La vida se reconstruye entre pequeños gestos: mercados que vuelven a abrir, familias que refuerzan sus casas y trabajadores que improvisan negocios. En medio de la precariedad económica y la rutina diaria, cada acto cotidiano se convierte en un hilo de esperanza, un año después de la caída de Bashar al-Assad.

Personas caminan por una calle del antiguo mercado de Haddadin, en el centro de Damasco, Siria, el 17 de noviembre de 2025. Foto: Xinhua Ammar Safarjalani

La mañana en Damasco empieza antes de que salga el sol. En los barrios del sur, donde las fachadas siguen abiertas como heridas, la ciudad huele a polvo viejo y a café tostado. Los generadores eléctricos rugen a intervalos irregulares, marcando el ritmo de un país que aún no ha recuperado su pulso.

Un año después de la caída de Bashar al-Assad, la vida en la capital del país se mueve en un equilibrio frágil: pasos tímidos hacia la normalidad, pero también una cotidianidad cercada por la pobreza, el miedo y la incertidumbre.

En el mercado de Bab Srijeh, Hatem, vendedor de tarboush, acomoda la mercancía sobre una mesa que él mismo reparó con piezas de metal recuperadas de un edificio derruido.

Objetivo planteado 1:
Según el fragmento sobre Damasco, ¿qué vende Hatem en el mercado de Bab Srijeh?
Objetivo planteado 2:
Transcribe del fragmento sobre Damasco todo lo que va desde "Personas caminan por" hasta "recuperado su pulso.".
No hace falta usar los datos.

(Registros para señalar objetos nombrados)
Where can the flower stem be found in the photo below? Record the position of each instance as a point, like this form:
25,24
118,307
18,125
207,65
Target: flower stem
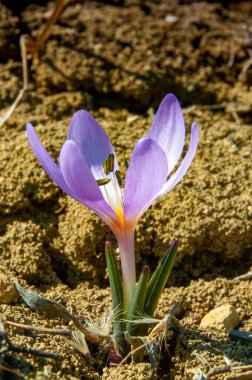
126,248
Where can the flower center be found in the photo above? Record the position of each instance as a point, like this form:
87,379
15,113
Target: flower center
111,186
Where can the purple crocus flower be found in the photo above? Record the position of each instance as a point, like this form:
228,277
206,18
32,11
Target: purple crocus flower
88,172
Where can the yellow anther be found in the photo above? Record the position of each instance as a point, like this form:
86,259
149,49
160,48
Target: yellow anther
108,165
125,161
118,177
102,182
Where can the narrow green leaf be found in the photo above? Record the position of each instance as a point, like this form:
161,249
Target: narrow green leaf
115,282
136,307
159,279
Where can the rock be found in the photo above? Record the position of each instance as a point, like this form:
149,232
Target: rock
224,317
8,291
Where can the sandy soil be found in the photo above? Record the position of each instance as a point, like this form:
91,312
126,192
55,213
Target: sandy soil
118,60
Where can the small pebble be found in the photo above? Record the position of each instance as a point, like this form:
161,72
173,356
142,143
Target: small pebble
224,317
8,291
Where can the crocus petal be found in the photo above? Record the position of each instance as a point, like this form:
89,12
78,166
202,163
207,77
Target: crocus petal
92,141
185,164
80,179
44,158
168,129
145,177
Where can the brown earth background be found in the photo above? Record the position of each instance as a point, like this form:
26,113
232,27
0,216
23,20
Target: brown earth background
118,59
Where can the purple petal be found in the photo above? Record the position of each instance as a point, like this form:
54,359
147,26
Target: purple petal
145,177
81,181
44,158
92,141
185,164
168,129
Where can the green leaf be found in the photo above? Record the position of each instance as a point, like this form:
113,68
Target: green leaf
136,307
115,282
159,279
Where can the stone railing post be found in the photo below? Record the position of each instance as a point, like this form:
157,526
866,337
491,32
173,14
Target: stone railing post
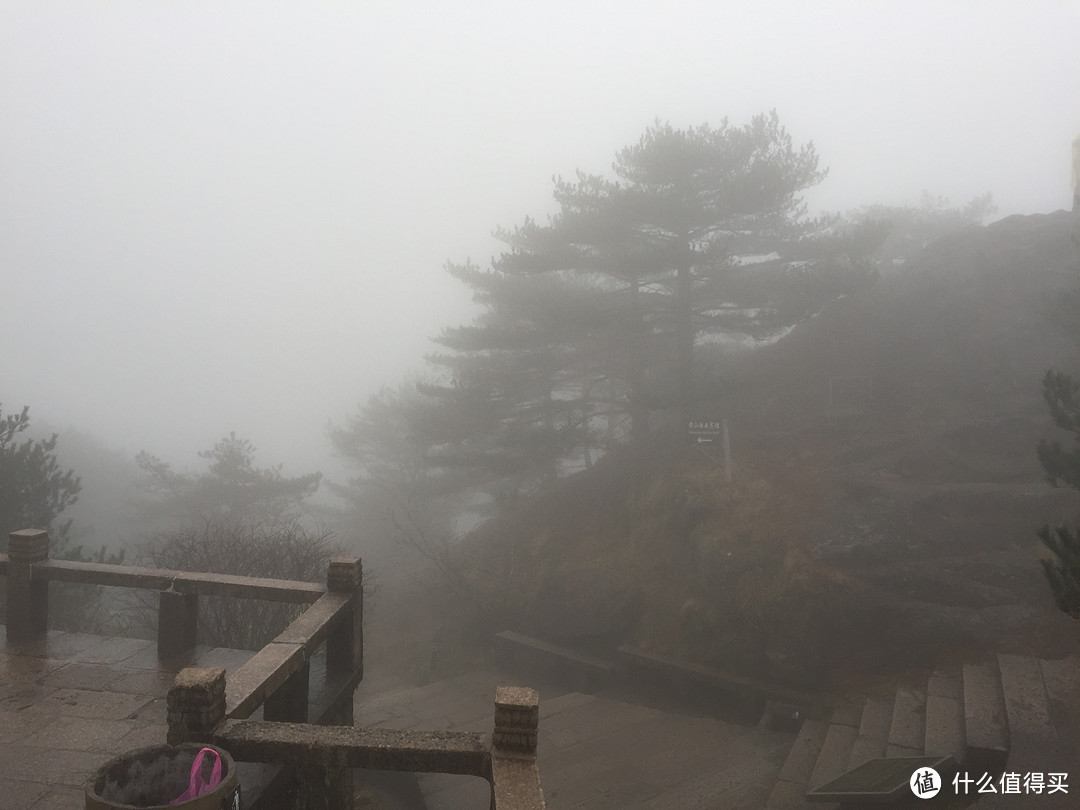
196,704
345,644
177,624
515,781
516,717
27,598
345,655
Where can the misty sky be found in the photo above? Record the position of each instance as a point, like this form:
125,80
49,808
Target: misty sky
221,216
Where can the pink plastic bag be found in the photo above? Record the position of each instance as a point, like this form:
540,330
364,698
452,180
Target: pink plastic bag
198,785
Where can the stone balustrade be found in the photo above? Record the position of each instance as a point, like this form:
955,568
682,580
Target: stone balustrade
307,731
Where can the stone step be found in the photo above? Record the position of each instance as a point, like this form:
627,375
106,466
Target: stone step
873,732
836,748
1027,704
795,775
907,729
986,729
944,720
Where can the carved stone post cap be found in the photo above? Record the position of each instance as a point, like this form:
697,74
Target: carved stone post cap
345,575
516,697
197,686
516,717
28,545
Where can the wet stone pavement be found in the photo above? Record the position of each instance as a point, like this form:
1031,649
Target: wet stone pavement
71,702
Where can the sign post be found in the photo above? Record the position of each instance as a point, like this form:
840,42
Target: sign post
709,431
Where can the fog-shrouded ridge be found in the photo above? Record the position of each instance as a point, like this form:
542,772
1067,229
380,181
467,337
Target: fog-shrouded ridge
237,219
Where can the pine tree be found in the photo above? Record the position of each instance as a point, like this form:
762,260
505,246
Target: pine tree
669,241
1062,466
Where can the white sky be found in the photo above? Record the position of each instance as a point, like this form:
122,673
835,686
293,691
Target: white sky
224,216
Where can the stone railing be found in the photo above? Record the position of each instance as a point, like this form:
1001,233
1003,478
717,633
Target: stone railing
323,756
307,723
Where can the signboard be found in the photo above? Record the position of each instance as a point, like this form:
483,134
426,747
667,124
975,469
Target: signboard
704,431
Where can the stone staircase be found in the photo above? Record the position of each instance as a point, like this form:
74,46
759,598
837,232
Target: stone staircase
1016,711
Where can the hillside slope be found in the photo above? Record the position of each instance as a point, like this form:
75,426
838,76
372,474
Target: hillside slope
861,537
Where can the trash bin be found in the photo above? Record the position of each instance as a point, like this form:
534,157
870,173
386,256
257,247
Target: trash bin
150,779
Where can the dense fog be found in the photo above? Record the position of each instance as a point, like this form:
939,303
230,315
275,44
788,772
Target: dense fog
237,218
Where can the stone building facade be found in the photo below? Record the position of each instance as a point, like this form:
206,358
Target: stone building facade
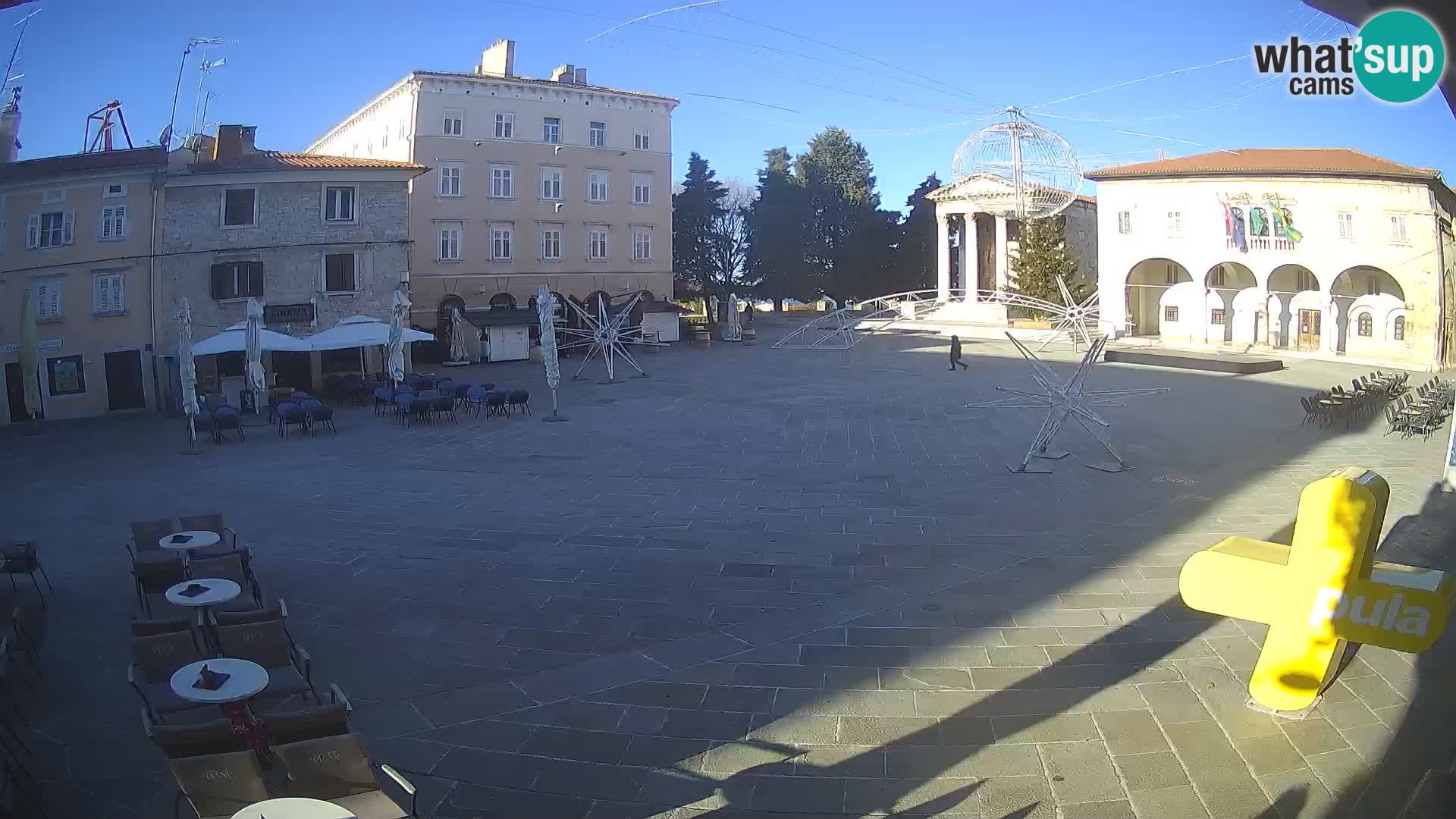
313,238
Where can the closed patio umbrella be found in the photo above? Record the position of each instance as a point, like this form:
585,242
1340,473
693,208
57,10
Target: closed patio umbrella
28,375
187,368
397,337
255,352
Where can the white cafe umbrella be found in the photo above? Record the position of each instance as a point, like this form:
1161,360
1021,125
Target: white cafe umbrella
397,337
187,369
546,315
255,350
235,340
362,331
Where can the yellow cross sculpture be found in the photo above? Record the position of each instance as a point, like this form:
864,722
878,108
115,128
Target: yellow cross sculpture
1321,591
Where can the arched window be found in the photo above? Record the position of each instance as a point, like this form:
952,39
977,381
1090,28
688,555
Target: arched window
1363,325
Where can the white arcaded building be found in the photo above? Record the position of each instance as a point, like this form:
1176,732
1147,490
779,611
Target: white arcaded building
1327,251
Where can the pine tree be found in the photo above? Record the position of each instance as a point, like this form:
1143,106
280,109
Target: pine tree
1043,256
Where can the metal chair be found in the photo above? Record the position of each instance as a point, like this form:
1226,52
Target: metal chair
218,786
337,770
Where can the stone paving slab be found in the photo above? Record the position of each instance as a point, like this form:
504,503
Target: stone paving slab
827,601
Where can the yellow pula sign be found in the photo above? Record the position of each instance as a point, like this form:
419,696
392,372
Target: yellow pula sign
1321,591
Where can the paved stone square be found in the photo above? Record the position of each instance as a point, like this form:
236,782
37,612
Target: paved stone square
762,582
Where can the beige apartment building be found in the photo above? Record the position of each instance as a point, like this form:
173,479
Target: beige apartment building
533,181
76,232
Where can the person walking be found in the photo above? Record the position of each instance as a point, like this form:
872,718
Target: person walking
956,353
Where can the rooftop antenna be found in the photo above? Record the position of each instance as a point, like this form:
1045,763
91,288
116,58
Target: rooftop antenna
104,117
200,102
24,22
177,91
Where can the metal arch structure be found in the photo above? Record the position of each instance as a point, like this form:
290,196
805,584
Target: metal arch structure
1066,400
839,330
606,335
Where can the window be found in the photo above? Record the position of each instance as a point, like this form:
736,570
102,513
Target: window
112,222
1398,229
338,203
237,280
452,175
551,183
109,295
449,237
598,186
501,242
455,123
67,375
49,299
340,275
506,126
551,242
641,188
239,207
501,183
49,229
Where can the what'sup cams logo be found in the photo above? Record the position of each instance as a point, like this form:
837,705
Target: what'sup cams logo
1398,57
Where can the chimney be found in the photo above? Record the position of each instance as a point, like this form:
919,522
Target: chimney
235,142
11,129
498,58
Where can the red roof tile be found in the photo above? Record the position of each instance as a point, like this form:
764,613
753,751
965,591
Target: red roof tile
287,161
1269,161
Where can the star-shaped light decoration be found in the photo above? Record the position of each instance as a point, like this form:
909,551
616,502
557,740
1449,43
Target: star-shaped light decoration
1066,400
1072,319
606,335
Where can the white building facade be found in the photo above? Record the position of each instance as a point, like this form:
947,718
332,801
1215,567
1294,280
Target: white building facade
535,181
1324,251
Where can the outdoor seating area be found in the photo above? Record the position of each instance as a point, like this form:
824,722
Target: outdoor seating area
228,695
430,398
1378,392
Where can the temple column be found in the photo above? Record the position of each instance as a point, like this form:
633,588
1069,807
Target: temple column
943,257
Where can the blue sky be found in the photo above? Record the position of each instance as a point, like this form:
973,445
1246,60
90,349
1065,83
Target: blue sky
910,80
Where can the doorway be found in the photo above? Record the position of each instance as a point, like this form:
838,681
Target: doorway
1310,330
124,387
15,392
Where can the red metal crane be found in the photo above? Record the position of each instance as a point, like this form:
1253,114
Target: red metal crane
104,117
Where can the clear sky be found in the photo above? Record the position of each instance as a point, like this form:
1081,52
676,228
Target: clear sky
909,79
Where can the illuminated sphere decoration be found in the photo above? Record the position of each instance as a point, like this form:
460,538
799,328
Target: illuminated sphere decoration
1034,172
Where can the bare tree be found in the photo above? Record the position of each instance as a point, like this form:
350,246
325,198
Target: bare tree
730,231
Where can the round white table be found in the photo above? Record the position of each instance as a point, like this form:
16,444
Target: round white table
293,808
218,591
246,679
196,539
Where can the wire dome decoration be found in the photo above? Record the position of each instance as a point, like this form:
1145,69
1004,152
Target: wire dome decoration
1034,171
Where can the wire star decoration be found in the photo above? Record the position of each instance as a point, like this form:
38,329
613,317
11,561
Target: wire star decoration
1066,400
606,335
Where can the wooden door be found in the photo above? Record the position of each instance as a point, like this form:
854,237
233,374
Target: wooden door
1310,330
124,390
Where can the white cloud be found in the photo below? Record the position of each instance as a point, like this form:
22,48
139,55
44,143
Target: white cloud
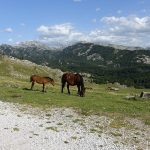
62,33
94,20
98,9
8,30
22,24
10,40
130,30
119,11
131,23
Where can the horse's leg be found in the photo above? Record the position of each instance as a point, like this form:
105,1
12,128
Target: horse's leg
32,84
68,88
43,87
63,85
78,86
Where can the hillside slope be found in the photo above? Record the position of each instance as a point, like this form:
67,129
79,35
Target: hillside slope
105,63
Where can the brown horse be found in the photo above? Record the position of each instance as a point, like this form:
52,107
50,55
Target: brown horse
73,79
41,80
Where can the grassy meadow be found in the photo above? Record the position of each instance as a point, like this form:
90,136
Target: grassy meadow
97,100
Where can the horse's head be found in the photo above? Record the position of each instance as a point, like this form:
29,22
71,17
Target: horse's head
82,92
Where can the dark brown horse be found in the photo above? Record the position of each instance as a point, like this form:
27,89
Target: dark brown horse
41,80
73,79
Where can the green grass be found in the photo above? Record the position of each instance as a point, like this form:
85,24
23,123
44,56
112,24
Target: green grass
96,101
14,85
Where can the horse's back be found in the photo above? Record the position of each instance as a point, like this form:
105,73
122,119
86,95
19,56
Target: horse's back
72,79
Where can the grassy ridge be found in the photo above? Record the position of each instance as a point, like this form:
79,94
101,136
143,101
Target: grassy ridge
15,85
97,100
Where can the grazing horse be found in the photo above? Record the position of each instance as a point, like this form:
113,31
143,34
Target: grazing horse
73,79
41,80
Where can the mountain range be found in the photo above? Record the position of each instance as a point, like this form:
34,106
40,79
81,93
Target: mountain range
106,63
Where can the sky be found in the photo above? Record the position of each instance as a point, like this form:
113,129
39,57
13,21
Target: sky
60,22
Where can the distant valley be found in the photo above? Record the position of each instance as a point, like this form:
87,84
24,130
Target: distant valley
106,63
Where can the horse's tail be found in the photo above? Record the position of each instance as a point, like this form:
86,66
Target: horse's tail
31,79
63,78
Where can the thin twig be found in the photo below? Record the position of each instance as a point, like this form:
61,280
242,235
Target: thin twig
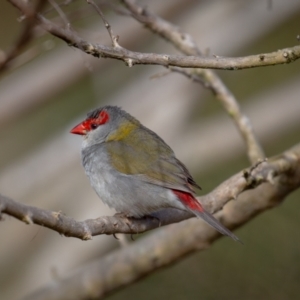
171,243
213,202
60,12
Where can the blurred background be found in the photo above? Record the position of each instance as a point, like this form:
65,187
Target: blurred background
50,87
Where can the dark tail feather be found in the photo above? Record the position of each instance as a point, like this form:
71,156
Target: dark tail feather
208,218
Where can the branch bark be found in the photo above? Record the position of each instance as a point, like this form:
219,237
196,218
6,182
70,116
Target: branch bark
166,246
213,202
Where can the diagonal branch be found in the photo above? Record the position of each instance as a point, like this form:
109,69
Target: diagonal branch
25,36
185,43
213,202
159,249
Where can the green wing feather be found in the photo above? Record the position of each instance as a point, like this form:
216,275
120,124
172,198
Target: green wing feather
147,156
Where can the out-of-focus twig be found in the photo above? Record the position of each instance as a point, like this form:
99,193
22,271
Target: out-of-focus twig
213,202
171,243
25,36
185,43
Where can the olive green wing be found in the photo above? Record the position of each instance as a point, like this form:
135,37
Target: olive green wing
148,157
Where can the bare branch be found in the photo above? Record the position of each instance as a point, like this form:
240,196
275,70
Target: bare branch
173,242
282,56
185,43
213,202
25,36
114,38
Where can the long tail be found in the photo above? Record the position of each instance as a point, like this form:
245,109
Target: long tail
196,208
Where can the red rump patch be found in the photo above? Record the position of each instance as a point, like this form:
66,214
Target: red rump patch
188,200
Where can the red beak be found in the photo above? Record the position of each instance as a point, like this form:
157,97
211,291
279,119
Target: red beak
79,129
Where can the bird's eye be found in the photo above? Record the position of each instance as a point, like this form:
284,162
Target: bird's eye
94,126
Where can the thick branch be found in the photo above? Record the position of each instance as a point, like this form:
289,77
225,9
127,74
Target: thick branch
162,248
213,202
25,36
133,58
185,43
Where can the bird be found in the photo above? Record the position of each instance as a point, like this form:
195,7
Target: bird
133,170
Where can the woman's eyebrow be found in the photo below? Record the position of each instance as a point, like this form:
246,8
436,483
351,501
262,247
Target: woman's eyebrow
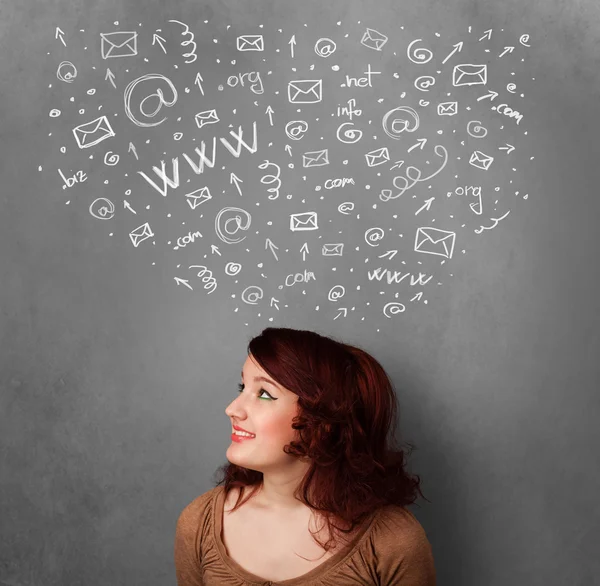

Respuesta resuelta 1:
Hatem vende tarboush.

Respuesta resuelta 2:
Personas caminan por una calle del antiguo mercado de Haddadin, en el centro de Damasco, Siria, el 17 de noviembre de 2025. Foto: Xinhua Ammar Safarjalani

La mañana en Damasco empieza antes de que salga el sol. En los barrios del sur, donde las fachadas siguen abiertas como heridas, la ciudad huele a polvo viejo y a café tostado. Los generadores eléctricos rugen a intervalos irregulares, marcando el ritmo de un país que aún no ha recuperado su pulso.